— TASK PROMPT —
Copy out the entries from the line containing "segment violet petal, all instances" through the line containing "106), (151, 99)]", swapping "violet petal" for "purple petal" and keeping everything else the same. Leave the pictures out.

— STORED DATA —

########################################

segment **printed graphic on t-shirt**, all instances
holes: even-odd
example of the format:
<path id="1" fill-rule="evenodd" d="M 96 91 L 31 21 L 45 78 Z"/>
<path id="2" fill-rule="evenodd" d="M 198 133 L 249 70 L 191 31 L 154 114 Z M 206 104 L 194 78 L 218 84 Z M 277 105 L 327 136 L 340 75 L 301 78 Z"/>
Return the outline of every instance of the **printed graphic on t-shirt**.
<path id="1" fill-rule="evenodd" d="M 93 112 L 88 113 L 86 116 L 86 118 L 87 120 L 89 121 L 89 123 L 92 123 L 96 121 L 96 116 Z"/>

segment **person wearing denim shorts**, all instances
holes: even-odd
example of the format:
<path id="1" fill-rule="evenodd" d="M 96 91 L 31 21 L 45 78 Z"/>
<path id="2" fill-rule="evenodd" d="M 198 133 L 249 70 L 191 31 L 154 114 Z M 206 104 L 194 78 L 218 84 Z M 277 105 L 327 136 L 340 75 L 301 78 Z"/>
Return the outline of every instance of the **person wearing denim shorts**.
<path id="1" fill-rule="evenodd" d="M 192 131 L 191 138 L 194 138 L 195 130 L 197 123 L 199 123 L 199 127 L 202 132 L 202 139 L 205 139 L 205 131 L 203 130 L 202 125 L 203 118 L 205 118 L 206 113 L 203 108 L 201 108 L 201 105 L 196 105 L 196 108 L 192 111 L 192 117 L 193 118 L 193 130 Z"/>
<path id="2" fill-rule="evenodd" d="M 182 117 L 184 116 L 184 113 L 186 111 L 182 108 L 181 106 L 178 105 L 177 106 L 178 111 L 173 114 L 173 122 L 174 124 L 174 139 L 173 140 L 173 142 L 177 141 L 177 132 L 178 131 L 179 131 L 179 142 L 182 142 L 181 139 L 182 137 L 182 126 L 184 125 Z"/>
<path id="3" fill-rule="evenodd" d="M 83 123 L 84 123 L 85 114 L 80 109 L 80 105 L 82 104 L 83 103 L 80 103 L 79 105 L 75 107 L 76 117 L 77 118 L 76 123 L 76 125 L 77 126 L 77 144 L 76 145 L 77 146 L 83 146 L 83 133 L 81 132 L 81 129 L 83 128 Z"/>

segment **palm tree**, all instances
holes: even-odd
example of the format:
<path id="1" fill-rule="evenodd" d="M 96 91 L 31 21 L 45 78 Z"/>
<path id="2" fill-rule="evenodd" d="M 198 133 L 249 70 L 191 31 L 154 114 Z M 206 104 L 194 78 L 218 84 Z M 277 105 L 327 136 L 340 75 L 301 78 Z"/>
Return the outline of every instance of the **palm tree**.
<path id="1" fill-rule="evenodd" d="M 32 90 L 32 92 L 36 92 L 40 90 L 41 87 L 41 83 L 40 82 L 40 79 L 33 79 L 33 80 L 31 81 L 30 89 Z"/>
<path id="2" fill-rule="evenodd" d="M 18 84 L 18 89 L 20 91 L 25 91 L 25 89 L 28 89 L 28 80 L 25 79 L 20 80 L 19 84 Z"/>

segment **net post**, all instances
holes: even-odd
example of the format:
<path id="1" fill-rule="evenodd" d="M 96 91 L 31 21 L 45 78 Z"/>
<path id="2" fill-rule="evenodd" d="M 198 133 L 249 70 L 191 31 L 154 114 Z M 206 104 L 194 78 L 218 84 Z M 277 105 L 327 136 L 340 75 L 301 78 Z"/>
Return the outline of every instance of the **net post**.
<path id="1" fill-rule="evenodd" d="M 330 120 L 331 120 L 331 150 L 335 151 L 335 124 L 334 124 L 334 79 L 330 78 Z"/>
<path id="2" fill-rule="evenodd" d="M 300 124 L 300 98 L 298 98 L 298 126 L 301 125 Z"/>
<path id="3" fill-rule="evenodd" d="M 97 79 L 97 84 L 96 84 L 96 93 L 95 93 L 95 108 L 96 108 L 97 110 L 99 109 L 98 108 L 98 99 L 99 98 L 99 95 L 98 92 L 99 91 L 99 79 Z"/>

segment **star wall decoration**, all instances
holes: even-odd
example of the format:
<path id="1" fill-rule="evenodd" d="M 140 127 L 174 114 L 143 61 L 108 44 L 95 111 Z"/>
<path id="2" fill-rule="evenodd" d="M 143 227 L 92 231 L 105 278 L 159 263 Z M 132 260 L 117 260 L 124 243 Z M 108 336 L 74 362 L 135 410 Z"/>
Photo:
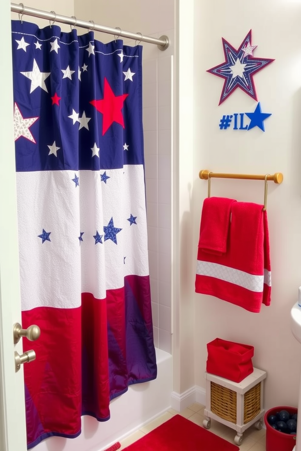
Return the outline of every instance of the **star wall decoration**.
<path id="1" fill-rule="evenodd" d="M 251 120 L 248 130 L 254 129 L 255 127 L 259 127 L 263 132 L 264 131 L 264 121 L 272 115 L 271 113 L 262 113 L 260 102 L 258 102 L 254 113 L 245 113 L 245 114 Z"/>
<path id="2" fill-rule="evenodd" d="M 250 30 L 237 50 L 222 38 L 225 62 L 207 71 L 225 80 L 219 105 L 237 87 L 257 100 L 253 76 L 274 60 L 253 56 L 253 51 L 257 46 L 251 45 L 251 32 Z"/>

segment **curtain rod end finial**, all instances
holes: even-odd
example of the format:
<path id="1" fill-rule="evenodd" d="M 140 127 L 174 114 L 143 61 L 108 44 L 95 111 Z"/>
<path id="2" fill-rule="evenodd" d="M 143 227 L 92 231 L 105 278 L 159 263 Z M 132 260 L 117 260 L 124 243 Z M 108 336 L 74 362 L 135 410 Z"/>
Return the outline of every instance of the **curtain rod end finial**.
<path id="1" fill-rule="evenodd" d="M 202 169 L 199 173 L 199 177 L 202 180 L 208 180 L 209 172 L 208 169 Z"/>

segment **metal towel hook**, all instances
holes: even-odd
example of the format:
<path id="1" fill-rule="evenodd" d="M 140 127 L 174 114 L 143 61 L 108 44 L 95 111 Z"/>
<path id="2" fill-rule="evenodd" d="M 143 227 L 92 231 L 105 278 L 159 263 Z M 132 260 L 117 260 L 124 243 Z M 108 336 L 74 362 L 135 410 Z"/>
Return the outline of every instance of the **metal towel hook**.
<path id="1" fill-rule="evenodd" d="M 52 14 L 54 14 L 54 20 L 52 21 L 52 23 L 51 23 L 51 20 L 49 20 L 49 25 L 50 25 L 50 28 L 51 28 L 51 26 L 53 25 L 54 25 L 54 23 L 56 21 L 56 13 L 54 12 L 54 11 L 51 11 L 50 12 L 52 13 Z"/>
<path id="2" fill-rule="evenodd" d="M 23 19 L 22 19 L 22 17 L 23 17 L 23 14 L 24 14 L 24 5 L 23 3 L 19 3 L 19 5 L 20 6 L 22 7 L 22 10 L 21 11 L 21 13 L 19 13 L 19 20 L 21 21 L 21 23 L 23 23 Z M 20 14 L 21 14 L 21 16 L 20 15 Z"/>
<path id="3" fill-rule="evenodd" d="M 211 172 L 208 173 L 208 197 L 210 197 L 210 189 L 211 188 L 211 178 L 210 174 Z"/>
<path id="4" fill-rule="evenodd" d="M 268 177 L 269 174 L 266 174 L 264 176 L 264 207 L 262 209 L 263 212 L 265 212 L 267 209 L 267 200 L 268 199 Z"/>

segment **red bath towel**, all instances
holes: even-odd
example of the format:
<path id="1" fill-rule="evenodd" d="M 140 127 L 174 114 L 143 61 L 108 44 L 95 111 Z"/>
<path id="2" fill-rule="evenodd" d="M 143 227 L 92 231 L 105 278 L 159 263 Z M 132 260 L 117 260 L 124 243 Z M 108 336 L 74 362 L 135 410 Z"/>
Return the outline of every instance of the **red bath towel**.
<path id="1" fill-rule="evenodd" d="M 227 251 L 231 206 L 234 199 L 213 197 L 203 204 L 199 248 L 220 255 Z"/>
<path id="2" fill-rule="evenodd" d="M 227 252 L 214 255 L 199 248 L 196 292 L 255 313 L 260 311 L 262 304 L 270 304 L 269 230 L 263 208 L 255 203 L 232 203 Z M 201 221 L 200 235 L 202 225 Z"/>

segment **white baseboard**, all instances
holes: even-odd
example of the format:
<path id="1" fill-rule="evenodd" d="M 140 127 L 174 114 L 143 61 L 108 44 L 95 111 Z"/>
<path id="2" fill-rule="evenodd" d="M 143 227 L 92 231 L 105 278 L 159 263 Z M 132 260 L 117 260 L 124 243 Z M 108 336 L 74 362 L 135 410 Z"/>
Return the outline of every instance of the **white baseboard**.
<path id="1" fill-rule="evenodd" d="M 177 393 L 176 391 L 171 393 L 171 407 L 178 412 L 181 412 L 194 402 L 205 405 L 206 391 L 204 388 L 195 385 L 182 393 Z"/>

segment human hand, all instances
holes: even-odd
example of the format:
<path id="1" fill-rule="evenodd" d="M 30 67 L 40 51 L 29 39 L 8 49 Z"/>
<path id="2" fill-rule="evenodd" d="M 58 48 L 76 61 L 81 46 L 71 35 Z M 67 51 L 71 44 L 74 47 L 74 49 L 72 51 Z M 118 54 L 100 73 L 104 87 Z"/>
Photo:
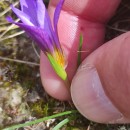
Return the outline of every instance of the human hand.
<path id="1" fill-rule="evenodd" d="M 51 17 L 57 3 L 58 0 L 50 3 Z M 69 79 L 73 79 L 70 92 L 69 86 L 65 86 L 41 54 L 41 79 L 48 94 L 60 100 L 72 97 L 75 106 L 86 118 L 101 123 L 130 122 L 130 63 L 127 60 L 130 33 L 98 48 L 103 43 L 105 23 L 119 3 L 120 0 L 65 1 L 58 33 L 68 60 L 67 73 Z M 84 37 L 82 59 L 98 49 L 84 60 L 75 75 L 81 33 Z"/>

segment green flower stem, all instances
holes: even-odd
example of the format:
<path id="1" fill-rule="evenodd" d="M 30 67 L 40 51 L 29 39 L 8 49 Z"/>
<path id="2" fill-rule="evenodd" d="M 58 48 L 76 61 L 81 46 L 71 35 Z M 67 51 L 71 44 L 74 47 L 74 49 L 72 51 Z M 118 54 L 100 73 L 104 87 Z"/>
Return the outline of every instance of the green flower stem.
<path id="1" fill-rule="evenodd" d="M 54 59 L 54 57 L 50 53 L 46 53 L 46 54 L 47 54 L 47 57 L 52 65 L 53 69 L 55 70 L 56 74 L 63 81 L 66 81 L 67 80 L 67 73 L 66 73 L 65 69 L 57 63 L 57 61 Z"/>

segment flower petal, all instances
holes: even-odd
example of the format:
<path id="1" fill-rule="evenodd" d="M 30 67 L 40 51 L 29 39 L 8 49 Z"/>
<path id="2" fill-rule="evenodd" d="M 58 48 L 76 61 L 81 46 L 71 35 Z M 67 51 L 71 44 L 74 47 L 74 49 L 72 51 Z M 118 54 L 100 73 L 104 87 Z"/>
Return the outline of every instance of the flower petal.
<path id="1" fill-rule="evenodd" d="M 35 0 L 20 0 L 20 5 L 22 12 L 28 15 L 35 26 L 38 26 Z"/>
<path id="2" fill-rule="evenodd" d="M 37 13 L 37 20 L 41 28 L 45 28 L 45 23 L 47 23 L 47 20 L 45 18 L 45 10 L 46 7 L 43 4 L 42 0 L 36 0 L 36 13 Z"/>
<path id="3" fill-rule="evenodd" d="M 58 5 L 56 6 L 56 9 L 55 9 L 55 13 L 54 13 L 54 30 L 55 30 L 55 33 L 57 33 L 57 23 L 58 23 L 58 20 L 59 20 L 59 16 L 60 16 L 60 12 L 61 12 L 61 8 L 64 4 L 64 1 L 65 0 L 60 0 L 60 2 L 58 3 Z"/>
<path id="4" fill-rule="evenodd" d="M 11 6 L 11 8 L 12 8 L 13 12 L 20 18 L 20 20 L 23 23 L 30 25 L 30 26 L 34 26 L 35 22 L 31 21 L 31 18 L 28 15 L 26 15 L 25 13 L 23 13 L 22 11 L 20 11 L 19 9 L 17 9 L 13 6 Z"/>

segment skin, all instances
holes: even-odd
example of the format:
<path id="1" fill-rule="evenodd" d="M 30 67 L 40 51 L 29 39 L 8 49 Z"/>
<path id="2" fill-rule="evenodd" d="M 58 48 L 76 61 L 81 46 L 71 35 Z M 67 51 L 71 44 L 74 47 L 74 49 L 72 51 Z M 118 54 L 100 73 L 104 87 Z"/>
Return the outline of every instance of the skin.
<path id="1" fill-rule="evenodd" d="M 52 19 L 57 3 L 58 0 L 52 0 L 49 4 Z M 43 53 L 40 59 L 41 79 L 47 93 L 59 100 L 72 100 L 86 118 L 100 123 L 130 122 L 130 33 L 103 44 L 105 24 L 119 4 L 120 0 L 65 0 L 58 34 L 68 61 L 66 71 L 71 87 L 55 74 Z M 77 71 L 81 33 L 85 60 Z M 104 107 L 103 100 L 110 101 L 110 109 Z"/>

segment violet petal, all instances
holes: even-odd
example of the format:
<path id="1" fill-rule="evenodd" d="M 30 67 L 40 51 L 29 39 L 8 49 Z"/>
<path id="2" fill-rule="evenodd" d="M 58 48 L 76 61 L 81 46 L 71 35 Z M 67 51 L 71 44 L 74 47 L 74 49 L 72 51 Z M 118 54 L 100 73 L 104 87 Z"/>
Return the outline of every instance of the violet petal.
<path id="1" fill-rule="evenodd" d="M 20 20 L 30 26 L 34 26 L 34 23 L 31 22 L 30 17 L 23 13 L 22 11 L 18 10 L 17 8 L 11 6 L 13 12 L 20 18 Z"/>
<path id="2" fill-rule="evenodd" d="M 57 33 L 57 24 L 58 24 L 58 20 L 59 20 L 59 16 L 60 16 L 60 12 L 61 12 L 63 4 L 64 4 L 64 0 L 60 0 L 60 2 L 58 3 L 55 9 L 54 19 L 53 19 L 55 33 Z"/>
<path id="3" fill-rule="evenodd" d="M 20 0 L 20 5 L 22 12 L 30 17 L 30 21 L 33 22 L 35 26 L 38 26 L 35 0 Z"/>

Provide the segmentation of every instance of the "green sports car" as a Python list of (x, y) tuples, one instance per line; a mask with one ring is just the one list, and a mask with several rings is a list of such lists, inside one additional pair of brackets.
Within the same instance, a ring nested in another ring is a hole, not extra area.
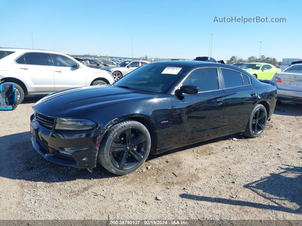
[(276, 73), (281, 72), (270, 64), (266, 63), (247, 63), (240, 67), (258, 79), (271, 80)]

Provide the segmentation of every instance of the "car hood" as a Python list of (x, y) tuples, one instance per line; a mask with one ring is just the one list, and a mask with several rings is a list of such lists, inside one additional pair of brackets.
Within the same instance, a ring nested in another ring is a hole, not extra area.
[(114, 69), (116, 68), (124, 68), (124, 67), (119, 67), (117, 66), (110, 66), (108, 67), (104, 67), (103, 68), (101, 68), (102, 70), (104, 70), (106, 71), (108, 71), (108, 70), (112, 69)]
[(156, 95), (109, 85), (92, 86), (53, 93), (34, 104), (33, 108), (49, 116), (73, 117), (105, 106), (151, 99)]

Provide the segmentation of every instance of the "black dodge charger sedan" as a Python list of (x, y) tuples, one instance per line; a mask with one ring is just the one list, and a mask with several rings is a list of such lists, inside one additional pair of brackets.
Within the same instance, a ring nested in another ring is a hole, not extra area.
[(33, 106), (31, 141), (50, 161), (91, 171), (98, 160), (126, 174), (149, 153), (239, 132), (259, 136), (277, 99), (276, 88), (265, 81), (215, 63), (149, 64), (113, 85), (41, 99)]

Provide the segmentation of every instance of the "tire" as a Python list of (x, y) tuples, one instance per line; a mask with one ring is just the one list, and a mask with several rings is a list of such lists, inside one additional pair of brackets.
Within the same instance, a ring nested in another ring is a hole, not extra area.
[(114, 72), (112, 73), (112, 75), (113, 76), (113, 78), (116, 81), (117, 81), (119, 79), (120, 79), (123, 77), (123, 75), (122, 73), (119, 72)]
[(101, 80), (97, 80), (92, 82), (92, 85), (106, 85), (107, 83), (106, 82), (104, 82)]
[(267, 120), (265, 107), (262, 104), (257, 104), (252, 112), (243, 135), (249, 137), (258, 137), (263, 132)]
[(105, 134), (99, 148), (98, 159), (108, 171), (124, 175), (136, 170), (145, 162), (151, 146), (150, 134), (145, 126), (134, 120), (125, 119)]
[(16, 103), (19, 104), (21, 103), (24, 99), (24, 91), (21, 86), (18, 84), (14, 83), (14, 85), (15, 86), (15, 90), (17, 95)]

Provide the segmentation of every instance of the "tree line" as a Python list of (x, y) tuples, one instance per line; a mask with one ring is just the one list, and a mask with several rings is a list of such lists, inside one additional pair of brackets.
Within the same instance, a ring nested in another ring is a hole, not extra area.
[(254, 61), (262, 63), (267, 63), (273, 65), (275, 65), (277, 64), (279, 64), (279, 65), (282, 65), (282, 62), (278, 61), (275, 57), (266, 57), (264, 55), (261, 56), (260, 59), (255, 56), (251, 56), (246, 60), (244, 60), (243, 58), (241, 57), (238, 57), (237, 56), (232, 56), (232, 57), (230, 58), (230, 62), (241, 62), (243, 63)]

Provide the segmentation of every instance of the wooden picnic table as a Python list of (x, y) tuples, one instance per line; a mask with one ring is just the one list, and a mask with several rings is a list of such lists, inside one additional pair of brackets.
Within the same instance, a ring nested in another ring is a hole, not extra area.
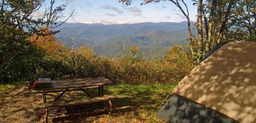
[[(43, 94), (43, 103), (33, 105), (34, 109), (43, 109), (45, 113), (45, 122), (47, 122), (47, 108), (59, 106), (70, 106), (73, 105), (91, 103), (108, 101), (110, 108), (110, 113), (112, 112), (112, 104), (110, 100), (116, 98), (111, 95), (104, 95), (103, 86), (111, 84), (113, 83), (105, 77), (81, 78), (68, 80), (58, 80), (51, 81), (50, 87), (45, 88), (35, 88), (34, 90), (41, 92)], [(98, 97), (93, 97), (87, 91), (86, 88), (98, 88), (99, 95)], [(86, 94), (90, 98), (73, 101), (57, 101), (63, 96), (67, 91), (81, 90)], [(51, 103), (46, 103), (46, 93), (60, 92), (62, 93), (58, 96)]]

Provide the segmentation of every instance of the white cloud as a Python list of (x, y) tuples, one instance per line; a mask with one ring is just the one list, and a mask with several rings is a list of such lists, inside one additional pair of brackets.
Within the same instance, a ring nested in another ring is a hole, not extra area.
[(111, 17), (116, 17), (116, 15), (114, 14), (110, 14), (110, 13), (106, 13), (104, 14), (104, 15), (107, 15), (107, 16), (111, 16)]
[(134, 16), (141, 16), (141, 10), (140, 8), (138, 7), (128, 7), (125, 8), (127, 11), (130, 12), (131, 12), (132, 14)]
[(33, 13), (32, 13), (30, 15), (32, 16), (33, 18), (37, 18), (40, 16), (44, 15), (44, 12), (42, 11), (36, 11)]
[(116, 12), (119, 14), (123, 14), (124, 12), (122, 11), (120, 9), (116, 7), (114, 7), (110, 5), (103, 5), (100, 7), (100, 9), (103, 10), (110, 10)]
[(179, 16), (180, 17), (180, 18), (181, 18), (181, 19), (186, 19), (186, 17), (184, 16), (184, 15), (181, 14), (180, 13), (175, 12), (175, 13), (174, 13), (174, 14), (176, 14), (176, 15), (179, 15)]

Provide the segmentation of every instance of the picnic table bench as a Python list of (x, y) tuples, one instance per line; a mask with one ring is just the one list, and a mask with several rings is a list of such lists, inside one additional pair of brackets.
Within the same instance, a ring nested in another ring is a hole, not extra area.
[[(45, 122), (48, 122), (48, 108), (85, 104), (100, 102), (108, 101), (110, 106), (110, 113), (112, 113), (111, 100), (116, 98), (111, 95), (104, 95), (103, 86), (111, 84), (112, 81), (105, 77), (82, 78), (68, 80), (59, 80), (51, 81), (51, 87), (46, 88), (35, 88), (36, 92), (43, 94), (43, 103), (33, 104), (34, 109), (44, 109)], [(87, 92), (86, 89), (99, 89), (99, 96), (93, 97)], [(90, 97), (81, 100), (57, 101), (67, 91), (81, 90)], [(46, 93), (62, 92), (53, 102), (46, 102)]]

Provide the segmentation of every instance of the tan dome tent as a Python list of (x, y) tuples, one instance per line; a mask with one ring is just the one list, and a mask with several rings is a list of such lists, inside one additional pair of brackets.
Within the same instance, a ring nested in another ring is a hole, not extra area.
[(256, 122), (256, 43), (229, 43), (208, 56), (156, 116), (170, 122)]

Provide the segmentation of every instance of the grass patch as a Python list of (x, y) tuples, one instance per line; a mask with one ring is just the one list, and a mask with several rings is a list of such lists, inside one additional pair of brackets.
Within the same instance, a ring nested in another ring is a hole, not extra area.
[(23, 85), (26, 83), (26, 81), (21, 81), (9, 83), (0, 83), (0, 93), (8, 90), (9, 88), (14, 88), (18, 85)]
[[(4, 116), (0, 117), (1, 122), (15, 122), (17, 119), (22, 119), (21, 122), (43, 122), (44, 118), (41, 111), (35, 111), (31, 105), (28, 104), (42, 102), (42, 95), (33, 93), (31, 88), (25, 88), (23, 85), (25, 83), (0, 84), (0, 93), (7, 92), (0, 94), (2, 101), (0, 101), (0, 106), (5, 109), (0, 111), (0, 116)], [(155, 112), (177, 85), (177, 84), (165, 83), (106, 86), (105, 94), (118, 97), (112, 101), (114, 106), (112, 115), (105, 111), (101, 105), (95, 103), (51, 109), (49, 119), (68, 122), (166, 122), (155, 117)], [(6, 91), (8, 89), (11, 91)], [(89, 91), (90, 93), (92, 91)], [(98, 94), (98, 90), (94, 94)], [(49, 94), (47, 101), (53, 101), (57, 95), (57, 93)], [(85, 96), (82, 91), (70, 92), (66, 93), (60, 100), (76, 100)]]
[(118, 97), (114, 101), (116, 111), (124, 113), (125, 116), (119, 117), (119, 120), (158, 122), (163, 121), (154, 116), (155, 111), (177, 85), (173, 83), (113, 85), (106, 86), (106, 93)]

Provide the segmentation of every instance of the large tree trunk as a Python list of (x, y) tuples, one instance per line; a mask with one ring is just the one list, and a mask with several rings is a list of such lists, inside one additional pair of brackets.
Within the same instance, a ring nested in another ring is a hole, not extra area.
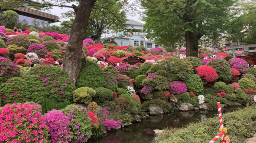
[(97, 42), (98, 43), (101, 43), (101, 32), (98, 32), (97, 33)]
[(187, 31), (185, 33), (186, 40), (186, 56), (198, 57), (198, 38), (193, 33)]
[(83, 41), (91, 12), (96, 1), (79, 0), (78, 6), (72, 6), (76, 17), (64, 58), (63, 70), (75, 85), (84, 61), (82, 50)]

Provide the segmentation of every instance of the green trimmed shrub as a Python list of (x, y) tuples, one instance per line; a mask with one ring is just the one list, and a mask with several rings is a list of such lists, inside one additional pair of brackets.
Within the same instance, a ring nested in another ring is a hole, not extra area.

########################################

— REPLY —
segment purple petal, all instances
holes: even-odd
example of the format:
<path id="1" fill-rule="evenodd" d="M 30 67 L 40 51 L 29 39 L 8 49 Z"/>
<path id="2" fill-rule="evenodd" d="M 58 48 L 76 61 L 81 46 L 71 35 Z M 67 51 L 71 44 L 74 47 L 74 49 L 72 51 Z M 118 54 L 100 73 L 104 87 Z"/>
Return the outline of every instance of the purple petal.
<path id="1" fill-rule="evenodd" d="M 20 20 L 30 26 L 34 26 L 34 23 L 31 22 L 30 17 L 23 13 L 22 11 L 18 10 L 17 8 L 11 6 L 13 12 L 20 18 Z"/>
<path id="2" fill-rule="evenodd" d="M 57 33 L 57 24 L 58 24 L 58 20 L 59 20 L 59 16 L 60 16 L 60 12 L 61 12 L 63 4 L 64 4 L 64 0 L 60 0 L 60 2 L 58 3 L 55 9 L 54 19 L 53 19 L 55 33 Z"/>
<path id="3" fill-rule="evenodd" d="M 20 0 L 20 5 L 22 12 L 30 17 L 30 21 L 33 22 L 35 26 L 38 26 L 35 0 Z"/>

Provide the segmentation of every instance of the "green sports car" as a Python list of (x, y) tuples, one instance per line; a mask with one ring is just the one list, and a mask with several rings is a list of such lists, inside one additional pair of brackets.
Within the same instance, a ring nested in another ring is a hole, not extra area.
[(276, 73), (281, 72), (270, 64), (266, 63), (247, 63), (240, 67), (258, 79), (271, 80)]

Provide the segmentation of every instance of the "car hood" as a Python list of (x, y) tuples, one instance per line; a mask with one ring is just the one list, and a mask with several rings is a list of such lists, inside one additional pair of brackets.
Within the same instance, a ring nested in another ring is a hole, not extra area.
[(114, 69), (116, 68), (124, 68), (124, 67), (119, 67), (117, 66), (110, 66), (108, 67), (104, 67), (103, 68), (101, 68), (102, 70), (104, 70), (106, 71), (108, 71), (108, 70), (112, 69)]
[(156, 95), (109, 85), (92, 86), (53, 93), (34, 104), (33, 108), (49, 116), (73, 117), (105, 106), (151, 99)]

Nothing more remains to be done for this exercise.